Aim a: Update the reflection on Matthew 22, starting with "If we look at" and going on through "a parent’s love.", with "baby" changed to "infant".

Provided text:
● ● ● ● ●

Jesus answered, ‘You must love the Lord your God, with all your heart, with all your soul and with all your mind. This is the greatest and the first commandment. The second resembles it: You must love your neighbour as yourself. On these two commandments hang the whole Law, and the Prophets also.’

 Matthew 22: 36 – 40

 I have been meeting with a young person recently, to begin to talk about faith and the journey of navigating the bible. We came to the conclusion that if you wanted to sum up the bible in one paragraph, them the one above would do nicely. And if Jesus had wanted to tweet, the Old Testament Scriptures could be distilled down to ‘You must love.’

If we look at Matthew 22 closely, we find that although it contains two commands to love, it holds 3 important instructions on love. We should love God, we should love others and equally we should love ourselves. This last one of loving ourselves can often get left out of the equation, but it is inextricably caught up in the other two. If we draw near to God, then we begin to expose ourselves to God’s love and we learn to experience and understand that we are loved. It is like the baby receiving their parents loving smiles and gaze, gradually they begin to take in and understand a parent’s love.

● ● ● ● ●

Data listing:
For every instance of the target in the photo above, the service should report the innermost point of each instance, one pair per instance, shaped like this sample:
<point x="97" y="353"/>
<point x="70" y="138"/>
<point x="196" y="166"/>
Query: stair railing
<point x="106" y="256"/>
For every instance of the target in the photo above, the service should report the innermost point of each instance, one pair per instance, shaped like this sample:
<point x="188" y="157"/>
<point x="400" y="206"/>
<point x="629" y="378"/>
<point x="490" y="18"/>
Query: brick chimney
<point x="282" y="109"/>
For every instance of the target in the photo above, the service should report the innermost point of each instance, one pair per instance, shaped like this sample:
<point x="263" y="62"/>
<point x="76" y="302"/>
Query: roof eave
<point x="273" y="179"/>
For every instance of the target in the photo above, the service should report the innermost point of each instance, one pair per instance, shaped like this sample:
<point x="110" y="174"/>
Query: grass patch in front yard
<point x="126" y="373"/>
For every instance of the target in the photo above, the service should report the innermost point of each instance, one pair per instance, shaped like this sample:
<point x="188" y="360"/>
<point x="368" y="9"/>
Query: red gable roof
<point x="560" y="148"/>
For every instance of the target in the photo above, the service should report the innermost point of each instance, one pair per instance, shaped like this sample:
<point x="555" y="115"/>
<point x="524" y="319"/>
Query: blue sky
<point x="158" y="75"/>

● ● ● ● ●

Aim b: Write out, word for word, all of the records that come after the reflection on Matthew 22.

Exercise result a:
If we look at Matthew 22 closely, we find that although it contains two commands to love, it holds 3 important instructions on love. We should love God, we should love others and equally we should love ourselves. This last one of loving ourselves can often get left out of the equation, but it is inextricably caught up in the other two. If we draw near to God, then we begin to expose ourselves to God’s love and we learn to experience and understand that we are loved. It is like the infant receiving their parents loving smiles and gaze, gradually they begin to take in and understand a parent’s love.

Exercise result b:
For every instance of the target in the photo above, the service should report the innermost point of each instance, one pair per instance, shaped like this sample:
<point x="97" y="353"/>
<point x="70" y="138"/>
<point x="196" y="166"/>
Query: stair railing
<point x="106" y="256"/>
For every instance of the target in the photo above, the service should report the innermost point of each instance, one pair per instance, shaped like this sample:
<point x="188" y="157"/>
<point x="400" y="206"/>
<point x="629" y="378"/>
<point x="490" y="18"/>
Query: brick chimney
<point x="282" y="109"/>
For every instance of the target in the photo above, the service should report the innermost point of each instance, one pair per instance, shaped like this sample:
<point x="263" y="62"/>
<point x="76" y="302"/>
Query: roof eave
<point x="273" y="179"/>
For every instance of the target in the photo above, the service should report the innermost point of each instance, one pair per instance, shaped like this sample:
<point x="110" y="174"/>
Query: grass patch in front yard
<point x="126" y="373"/>
For every instance of the target in the photo above, the service should report the innermost point of each instance, one pair per instance, shaped like this sample:
<point x="188" y="360"/>
<point x="368" y="9"/>
Query: red gable roof
<point x="560" y="148"/>
For every instance of the target in the photo above, the service should report the innermost point of each instance, one pair per instance, shaped like this sample:
<point x="555" y="115"/>
<point x="524" y="319"/>
Query: blue sky
<point x="158" y="75"/>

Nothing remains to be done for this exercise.